[Stored dataset items]
+++++
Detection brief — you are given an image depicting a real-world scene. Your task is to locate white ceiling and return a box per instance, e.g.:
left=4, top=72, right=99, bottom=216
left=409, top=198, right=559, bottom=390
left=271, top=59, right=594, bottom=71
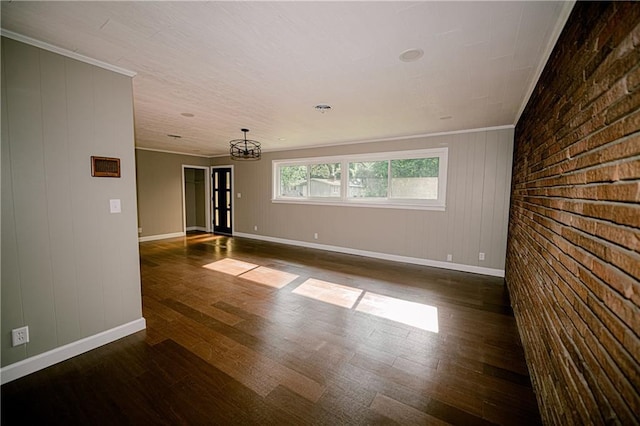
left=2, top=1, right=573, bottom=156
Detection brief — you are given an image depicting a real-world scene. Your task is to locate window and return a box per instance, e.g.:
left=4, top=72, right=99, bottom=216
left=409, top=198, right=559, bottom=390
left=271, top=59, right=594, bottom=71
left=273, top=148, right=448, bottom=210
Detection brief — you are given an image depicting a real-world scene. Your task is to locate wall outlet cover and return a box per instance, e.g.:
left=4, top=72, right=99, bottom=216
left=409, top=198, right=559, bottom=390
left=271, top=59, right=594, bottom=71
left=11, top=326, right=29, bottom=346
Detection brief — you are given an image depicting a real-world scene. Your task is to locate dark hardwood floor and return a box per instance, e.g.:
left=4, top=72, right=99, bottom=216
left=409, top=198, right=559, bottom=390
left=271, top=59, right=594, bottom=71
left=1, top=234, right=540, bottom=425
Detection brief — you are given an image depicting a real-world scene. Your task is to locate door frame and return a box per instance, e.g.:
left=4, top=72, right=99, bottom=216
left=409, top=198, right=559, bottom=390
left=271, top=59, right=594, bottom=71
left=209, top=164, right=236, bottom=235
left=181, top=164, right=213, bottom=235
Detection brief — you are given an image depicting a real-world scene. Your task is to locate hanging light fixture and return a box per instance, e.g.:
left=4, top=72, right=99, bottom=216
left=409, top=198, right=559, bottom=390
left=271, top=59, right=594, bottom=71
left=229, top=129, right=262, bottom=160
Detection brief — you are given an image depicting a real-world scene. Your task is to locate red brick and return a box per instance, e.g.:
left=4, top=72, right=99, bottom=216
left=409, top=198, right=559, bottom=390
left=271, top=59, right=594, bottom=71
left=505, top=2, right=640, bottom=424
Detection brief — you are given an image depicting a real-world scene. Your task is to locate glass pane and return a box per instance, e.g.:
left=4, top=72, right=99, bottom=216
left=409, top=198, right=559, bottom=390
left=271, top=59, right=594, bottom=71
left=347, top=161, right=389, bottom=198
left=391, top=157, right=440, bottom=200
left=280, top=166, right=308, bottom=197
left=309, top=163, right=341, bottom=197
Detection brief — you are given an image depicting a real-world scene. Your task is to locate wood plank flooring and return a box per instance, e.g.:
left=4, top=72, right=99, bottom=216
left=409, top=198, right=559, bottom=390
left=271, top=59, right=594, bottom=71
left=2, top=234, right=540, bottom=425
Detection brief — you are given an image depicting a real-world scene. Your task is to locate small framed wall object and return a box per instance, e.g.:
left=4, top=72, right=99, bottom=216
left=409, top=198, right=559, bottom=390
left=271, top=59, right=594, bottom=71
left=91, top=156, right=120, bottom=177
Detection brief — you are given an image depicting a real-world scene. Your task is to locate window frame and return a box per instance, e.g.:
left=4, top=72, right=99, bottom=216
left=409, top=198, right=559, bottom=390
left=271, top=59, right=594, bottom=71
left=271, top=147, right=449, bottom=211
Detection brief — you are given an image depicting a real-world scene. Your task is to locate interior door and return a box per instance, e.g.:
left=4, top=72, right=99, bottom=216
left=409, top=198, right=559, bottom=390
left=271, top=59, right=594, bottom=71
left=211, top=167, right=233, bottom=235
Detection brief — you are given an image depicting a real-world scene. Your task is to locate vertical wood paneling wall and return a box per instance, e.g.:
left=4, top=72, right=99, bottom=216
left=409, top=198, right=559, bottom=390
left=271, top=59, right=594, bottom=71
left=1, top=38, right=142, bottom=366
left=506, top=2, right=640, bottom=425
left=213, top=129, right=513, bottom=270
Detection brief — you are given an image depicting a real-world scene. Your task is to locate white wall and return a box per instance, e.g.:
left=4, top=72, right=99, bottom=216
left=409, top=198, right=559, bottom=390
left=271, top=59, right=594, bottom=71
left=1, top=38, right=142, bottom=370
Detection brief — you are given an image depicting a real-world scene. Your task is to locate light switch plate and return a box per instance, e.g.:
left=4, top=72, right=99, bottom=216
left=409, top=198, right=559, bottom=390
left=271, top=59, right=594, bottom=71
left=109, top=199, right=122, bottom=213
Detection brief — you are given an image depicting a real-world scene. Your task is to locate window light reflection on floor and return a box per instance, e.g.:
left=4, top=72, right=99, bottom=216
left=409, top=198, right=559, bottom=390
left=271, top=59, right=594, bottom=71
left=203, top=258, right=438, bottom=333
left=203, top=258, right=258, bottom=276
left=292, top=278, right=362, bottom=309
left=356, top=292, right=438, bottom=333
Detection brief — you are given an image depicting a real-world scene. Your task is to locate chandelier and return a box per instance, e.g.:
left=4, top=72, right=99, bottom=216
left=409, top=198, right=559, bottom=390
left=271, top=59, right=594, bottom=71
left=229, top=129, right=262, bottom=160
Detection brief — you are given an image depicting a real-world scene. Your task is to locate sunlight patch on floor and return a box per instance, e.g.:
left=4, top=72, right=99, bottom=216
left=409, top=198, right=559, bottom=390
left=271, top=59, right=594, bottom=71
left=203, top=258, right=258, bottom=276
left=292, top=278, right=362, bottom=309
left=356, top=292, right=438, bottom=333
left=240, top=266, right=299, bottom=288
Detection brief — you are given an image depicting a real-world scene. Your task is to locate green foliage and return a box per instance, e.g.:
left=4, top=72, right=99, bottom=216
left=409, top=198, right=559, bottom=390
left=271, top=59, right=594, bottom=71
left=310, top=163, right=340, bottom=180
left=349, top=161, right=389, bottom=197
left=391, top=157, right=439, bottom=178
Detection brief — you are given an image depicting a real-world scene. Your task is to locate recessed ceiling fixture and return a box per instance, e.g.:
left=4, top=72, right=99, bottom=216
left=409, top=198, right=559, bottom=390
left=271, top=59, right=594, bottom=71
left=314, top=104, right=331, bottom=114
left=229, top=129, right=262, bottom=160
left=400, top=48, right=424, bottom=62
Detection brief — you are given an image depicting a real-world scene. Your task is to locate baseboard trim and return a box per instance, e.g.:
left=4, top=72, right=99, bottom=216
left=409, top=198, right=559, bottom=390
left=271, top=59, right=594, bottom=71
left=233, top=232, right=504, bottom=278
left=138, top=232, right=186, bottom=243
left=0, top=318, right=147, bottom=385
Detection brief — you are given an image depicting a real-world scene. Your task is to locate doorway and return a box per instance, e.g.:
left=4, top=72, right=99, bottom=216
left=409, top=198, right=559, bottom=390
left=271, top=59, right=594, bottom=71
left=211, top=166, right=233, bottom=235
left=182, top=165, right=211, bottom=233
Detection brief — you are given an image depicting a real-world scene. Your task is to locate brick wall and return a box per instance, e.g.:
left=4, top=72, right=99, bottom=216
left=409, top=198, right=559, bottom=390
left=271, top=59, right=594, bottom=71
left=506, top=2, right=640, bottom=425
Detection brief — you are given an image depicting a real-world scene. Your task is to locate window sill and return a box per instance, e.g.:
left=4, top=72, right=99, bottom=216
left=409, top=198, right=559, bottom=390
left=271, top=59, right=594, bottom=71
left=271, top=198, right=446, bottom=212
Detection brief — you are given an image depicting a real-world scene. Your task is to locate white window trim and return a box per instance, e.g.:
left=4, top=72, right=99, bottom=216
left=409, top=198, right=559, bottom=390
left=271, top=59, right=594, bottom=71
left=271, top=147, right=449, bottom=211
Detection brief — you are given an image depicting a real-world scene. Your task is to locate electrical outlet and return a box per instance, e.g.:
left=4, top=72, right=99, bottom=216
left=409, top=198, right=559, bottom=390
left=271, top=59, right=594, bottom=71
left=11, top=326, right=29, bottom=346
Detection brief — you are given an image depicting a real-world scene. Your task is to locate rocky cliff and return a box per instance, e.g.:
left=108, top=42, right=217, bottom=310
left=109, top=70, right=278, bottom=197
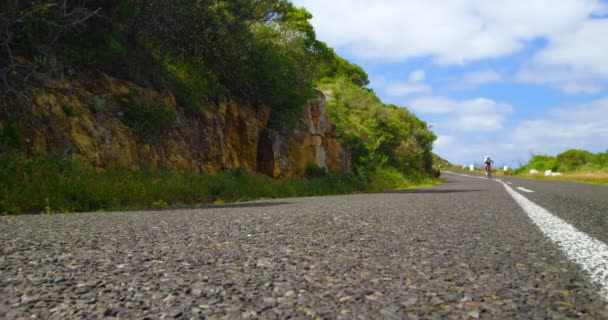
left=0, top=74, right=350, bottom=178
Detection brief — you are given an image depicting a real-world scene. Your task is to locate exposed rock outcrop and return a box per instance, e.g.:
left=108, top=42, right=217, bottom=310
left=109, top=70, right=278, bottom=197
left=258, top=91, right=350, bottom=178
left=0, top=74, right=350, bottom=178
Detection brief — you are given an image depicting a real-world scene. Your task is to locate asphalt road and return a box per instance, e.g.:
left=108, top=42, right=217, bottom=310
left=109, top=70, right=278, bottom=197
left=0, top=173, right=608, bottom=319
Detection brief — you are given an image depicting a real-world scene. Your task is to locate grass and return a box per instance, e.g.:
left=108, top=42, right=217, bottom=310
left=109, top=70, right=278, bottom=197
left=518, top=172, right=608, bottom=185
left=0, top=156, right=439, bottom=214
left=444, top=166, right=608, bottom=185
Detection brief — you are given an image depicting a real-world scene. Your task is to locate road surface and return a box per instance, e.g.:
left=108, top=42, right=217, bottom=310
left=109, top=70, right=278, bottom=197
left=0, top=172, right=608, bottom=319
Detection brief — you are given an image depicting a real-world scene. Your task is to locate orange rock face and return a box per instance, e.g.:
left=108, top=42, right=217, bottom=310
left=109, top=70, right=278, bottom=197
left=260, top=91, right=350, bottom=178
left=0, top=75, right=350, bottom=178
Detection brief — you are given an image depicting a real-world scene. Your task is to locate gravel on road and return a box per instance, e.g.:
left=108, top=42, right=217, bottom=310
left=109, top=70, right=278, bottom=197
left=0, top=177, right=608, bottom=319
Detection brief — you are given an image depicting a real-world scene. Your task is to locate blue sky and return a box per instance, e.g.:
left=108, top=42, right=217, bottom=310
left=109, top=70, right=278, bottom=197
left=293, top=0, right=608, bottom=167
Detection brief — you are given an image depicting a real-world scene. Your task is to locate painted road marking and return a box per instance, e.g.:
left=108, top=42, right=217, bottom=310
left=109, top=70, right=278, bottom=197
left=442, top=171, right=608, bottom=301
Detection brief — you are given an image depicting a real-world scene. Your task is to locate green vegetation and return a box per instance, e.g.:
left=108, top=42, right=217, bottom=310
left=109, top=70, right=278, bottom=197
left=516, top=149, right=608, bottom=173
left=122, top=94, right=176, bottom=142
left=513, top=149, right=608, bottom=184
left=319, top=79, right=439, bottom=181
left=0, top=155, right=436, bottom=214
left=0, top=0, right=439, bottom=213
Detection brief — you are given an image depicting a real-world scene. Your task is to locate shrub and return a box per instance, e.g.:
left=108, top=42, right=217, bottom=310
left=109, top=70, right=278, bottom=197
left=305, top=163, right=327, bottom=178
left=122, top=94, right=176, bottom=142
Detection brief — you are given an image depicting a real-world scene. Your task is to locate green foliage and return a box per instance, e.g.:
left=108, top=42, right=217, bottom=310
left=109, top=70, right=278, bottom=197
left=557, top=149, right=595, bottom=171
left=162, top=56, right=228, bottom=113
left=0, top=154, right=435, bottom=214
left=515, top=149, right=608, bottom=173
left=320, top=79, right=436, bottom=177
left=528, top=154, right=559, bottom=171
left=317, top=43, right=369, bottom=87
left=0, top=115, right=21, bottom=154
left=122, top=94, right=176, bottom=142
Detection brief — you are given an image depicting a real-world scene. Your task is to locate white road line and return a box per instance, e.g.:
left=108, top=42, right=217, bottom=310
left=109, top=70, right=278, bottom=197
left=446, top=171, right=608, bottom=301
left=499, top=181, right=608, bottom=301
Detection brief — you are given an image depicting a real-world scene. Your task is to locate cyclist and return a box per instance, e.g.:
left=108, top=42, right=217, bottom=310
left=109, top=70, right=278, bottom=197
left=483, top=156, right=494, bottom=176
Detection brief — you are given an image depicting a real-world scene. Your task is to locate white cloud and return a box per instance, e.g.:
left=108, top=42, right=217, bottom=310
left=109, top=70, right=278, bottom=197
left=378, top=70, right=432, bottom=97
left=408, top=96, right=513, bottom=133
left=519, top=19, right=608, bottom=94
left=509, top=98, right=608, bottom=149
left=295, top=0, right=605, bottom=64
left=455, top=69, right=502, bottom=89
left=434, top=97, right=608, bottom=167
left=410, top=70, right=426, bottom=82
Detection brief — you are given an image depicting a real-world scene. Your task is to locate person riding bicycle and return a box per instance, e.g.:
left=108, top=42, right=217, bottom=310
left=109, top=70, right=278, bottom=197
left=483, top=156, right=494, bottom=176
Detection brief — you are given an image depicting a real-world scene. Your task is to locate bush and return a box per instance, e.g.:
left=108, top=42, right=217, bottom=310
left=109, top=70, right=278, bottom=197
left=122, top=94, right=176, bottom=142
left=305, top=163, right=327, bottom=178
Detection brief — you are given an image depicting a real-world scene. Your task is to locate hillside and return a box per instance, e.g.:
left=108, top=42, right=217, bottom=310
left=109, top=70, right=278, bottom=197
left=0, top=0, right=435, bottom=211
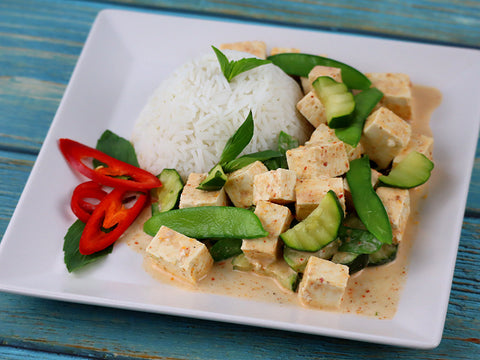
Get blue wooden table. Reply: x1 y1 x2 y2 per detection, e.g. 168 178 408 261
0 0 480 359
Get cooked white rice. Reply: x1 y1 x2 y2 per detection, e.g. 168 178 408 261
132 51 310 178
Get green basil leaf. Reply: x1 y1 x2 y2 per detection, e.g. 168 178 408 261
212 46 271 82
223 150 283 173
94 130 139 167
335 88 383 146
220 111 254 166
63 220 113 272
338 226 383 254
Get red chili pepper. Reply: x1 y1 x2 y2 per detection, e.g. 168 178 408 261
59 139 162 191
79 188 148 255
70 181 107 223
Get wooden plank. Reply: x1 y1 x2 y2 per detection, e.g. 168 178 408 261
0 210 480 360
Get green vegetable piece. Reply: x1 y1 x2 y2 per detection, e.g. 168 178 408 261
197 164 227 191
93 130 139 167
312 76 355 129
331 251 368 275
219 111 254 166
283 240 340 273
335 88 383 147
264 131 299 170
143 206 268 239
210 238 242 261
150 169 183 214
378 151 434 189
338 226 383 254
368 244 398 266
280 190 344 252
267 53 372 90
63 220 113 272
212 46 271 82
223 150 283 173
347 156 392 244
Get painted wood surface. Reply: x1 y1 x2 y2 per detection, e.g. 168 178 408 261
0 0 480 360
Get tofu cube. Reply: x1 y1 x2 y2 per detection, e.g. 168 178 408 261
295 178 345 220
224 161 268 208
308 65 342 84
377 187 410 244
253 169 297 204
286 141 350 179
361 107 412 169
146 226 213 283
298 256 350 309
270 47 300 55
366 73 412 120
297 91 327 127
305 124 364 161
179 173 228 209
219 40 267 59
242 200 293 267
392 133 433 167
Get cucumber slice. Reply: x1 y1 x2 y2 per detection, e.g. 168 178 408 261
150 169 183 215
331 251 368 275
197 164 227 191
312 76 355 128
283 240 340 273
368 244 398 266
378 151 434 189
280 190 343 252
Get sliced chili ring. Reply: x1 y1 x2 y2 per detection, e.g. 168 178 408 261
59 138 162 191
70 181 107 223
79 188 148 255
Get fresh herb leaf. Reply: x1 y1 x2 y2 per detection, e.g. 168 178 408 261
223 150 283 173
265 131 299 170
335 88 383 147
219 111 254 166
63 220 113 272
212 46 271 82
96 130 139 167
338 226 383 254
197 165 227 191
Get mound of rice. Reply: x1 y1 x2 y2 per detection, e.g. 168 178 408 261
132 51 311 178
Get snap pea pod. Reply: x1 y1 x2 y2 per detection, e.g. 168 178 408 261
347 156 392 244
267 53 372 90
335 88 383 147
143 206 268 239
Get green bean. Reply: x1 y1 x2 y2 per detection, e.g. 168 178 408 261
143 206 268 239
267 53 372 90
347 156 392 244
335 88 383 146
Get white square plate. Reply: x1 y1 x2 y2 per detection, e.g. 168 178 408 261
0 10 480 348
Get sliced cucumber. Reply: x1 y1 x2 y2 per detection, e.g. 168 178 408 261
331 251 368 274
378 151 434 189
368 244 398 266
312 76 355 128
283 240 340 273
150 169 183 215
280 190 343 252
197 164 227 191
+++++
Problem: Count the lines of the records above that contain the word "painted". Reply with the number alone.

Final answer: 2